▶ What is asked:
Your copy should begin at the line containing "wall. Return only the coordinates." and end at the last line of the records; transcribe those lines exactly and leave out every picture.

▶ Extracted data:
^^^^
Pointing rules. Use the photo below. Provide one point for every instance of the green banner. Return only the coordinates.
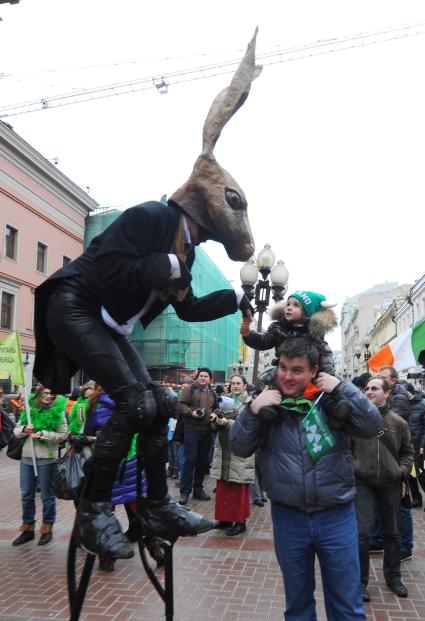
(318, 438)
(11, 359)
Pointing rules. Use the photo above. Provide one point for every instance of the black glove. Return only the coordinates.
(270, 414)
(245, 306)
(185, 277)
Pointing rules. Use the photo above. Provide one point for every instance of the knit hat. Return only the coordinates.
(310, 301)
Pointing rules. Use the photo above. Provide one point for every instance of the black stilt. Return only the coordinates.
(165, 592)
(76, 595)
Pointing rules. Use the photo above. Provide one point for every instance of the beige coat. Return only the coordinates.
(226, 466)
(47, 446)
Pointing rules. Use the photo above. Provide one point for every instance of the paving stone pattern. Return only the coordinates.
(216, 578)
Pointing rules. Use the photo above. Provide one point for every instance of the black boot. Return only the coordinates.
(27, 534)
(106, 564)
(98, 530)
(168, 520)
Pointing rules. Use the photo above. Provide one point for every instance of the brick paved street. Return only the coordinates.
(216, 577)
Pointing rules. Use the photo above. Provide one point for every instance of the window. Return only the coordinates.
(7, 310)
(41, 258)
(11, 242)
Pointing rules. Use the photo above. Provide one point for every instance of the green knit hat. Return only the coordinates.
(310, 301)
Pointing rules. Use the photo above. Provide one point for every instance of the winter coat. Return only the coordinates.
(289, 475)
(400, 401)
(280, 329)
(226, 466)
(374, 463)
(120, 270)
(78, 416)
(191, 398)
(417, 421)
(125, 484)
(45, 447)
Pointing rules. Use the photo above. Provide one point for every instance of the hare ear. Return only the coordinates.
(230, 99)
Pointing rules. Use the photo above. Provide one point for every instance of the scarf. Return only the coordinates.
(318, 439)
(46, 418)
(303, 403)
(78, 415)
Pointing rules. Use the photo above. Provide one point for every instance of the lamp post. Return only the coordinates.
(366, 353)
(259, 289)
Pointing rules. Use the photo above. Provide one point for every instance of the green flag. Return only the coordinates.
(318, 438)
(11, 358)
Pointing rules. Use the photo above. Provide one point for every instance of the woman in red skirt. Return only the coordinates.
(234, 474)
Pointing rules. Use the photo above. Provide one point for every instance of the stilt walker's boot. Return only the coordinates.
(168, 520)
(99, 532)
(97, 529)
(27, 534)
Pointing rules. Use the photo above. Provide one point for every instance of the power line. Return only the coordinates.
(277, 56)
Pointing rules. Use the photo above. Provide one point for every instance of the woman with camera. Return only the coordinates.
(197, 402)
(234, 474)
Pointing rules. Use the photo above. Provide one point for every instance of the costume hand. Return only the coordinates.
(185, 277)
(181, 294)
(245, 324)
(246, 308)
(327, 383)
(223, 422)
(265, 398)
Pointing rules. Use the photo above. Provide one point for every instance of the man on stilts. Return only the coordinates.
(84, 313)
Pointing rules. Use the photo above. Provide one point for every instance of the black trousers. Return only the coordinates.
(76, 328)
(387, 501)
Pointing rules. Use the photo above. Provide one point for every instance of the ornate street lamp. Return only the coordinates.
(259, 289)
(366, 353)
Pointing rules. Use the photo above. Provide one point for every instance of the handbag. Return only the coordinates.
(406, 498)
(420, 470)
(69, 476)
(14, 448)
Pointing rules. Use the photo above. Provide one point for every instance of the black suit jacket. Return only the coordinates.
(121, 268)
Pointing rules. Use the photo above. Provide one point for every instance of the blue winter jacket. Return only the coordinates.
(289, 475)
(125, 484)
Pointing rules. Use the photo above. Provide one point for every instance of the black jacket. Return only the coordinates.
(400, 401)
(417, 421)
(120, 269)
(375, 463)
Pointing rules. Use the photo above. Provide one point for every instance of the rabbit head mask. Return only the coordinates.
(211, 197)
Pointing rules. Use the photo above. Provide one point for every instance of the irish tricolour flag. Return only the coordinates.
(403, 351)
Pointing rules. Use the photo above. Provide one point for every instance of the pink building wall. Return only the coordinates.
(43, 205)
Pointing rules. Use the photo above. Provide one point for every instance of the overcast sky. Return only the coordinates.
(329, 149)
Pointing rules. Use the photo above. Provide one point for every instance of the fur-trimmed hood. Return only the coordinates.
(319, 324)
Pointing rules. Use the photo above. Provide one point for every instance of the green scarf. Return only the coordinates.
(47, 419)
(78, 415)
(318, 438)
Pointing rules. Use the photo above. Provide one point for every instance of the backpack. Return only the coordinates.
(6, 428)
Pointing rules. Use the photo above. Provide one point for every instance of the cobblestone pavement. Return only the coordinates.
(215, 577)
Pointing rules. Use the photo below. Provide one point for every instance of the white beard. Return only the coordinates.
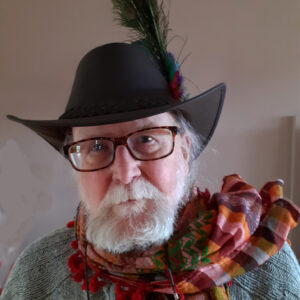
^^^^
▶ Exercise output:
Pointing rules. Use the photo above. Provide one point for every instance of the pink building wall. Return only the coordinates.
(43, 205)
Pointing rules. Use the photo above. Provide one point for every instance of the overcast sky. Return only the coordinates.
(329, 149)
Pointing rules. Use the photo above. Provide one point for every instance of the fur-trimmed hood. Return only the coordinates.
(319, 324)
Pointing rules. Use the photo above. Provide one point for every instance of the green scarf. Return only the coordinates.
(47, 419)
(78, 415)
(318, 438)
Pointing rules. Use the photo above. Provide one point for every instance of the backpack. Return only the coordinates.
(6, 428)
Pointing rules. Use the photo above. Provide one point for every instance of the cobblestone pavement. Return only the coordinates.
(215, 577)
Pointing rules. Use the photo below. Provide one point for every instance of the white beard. Return only the coordinates.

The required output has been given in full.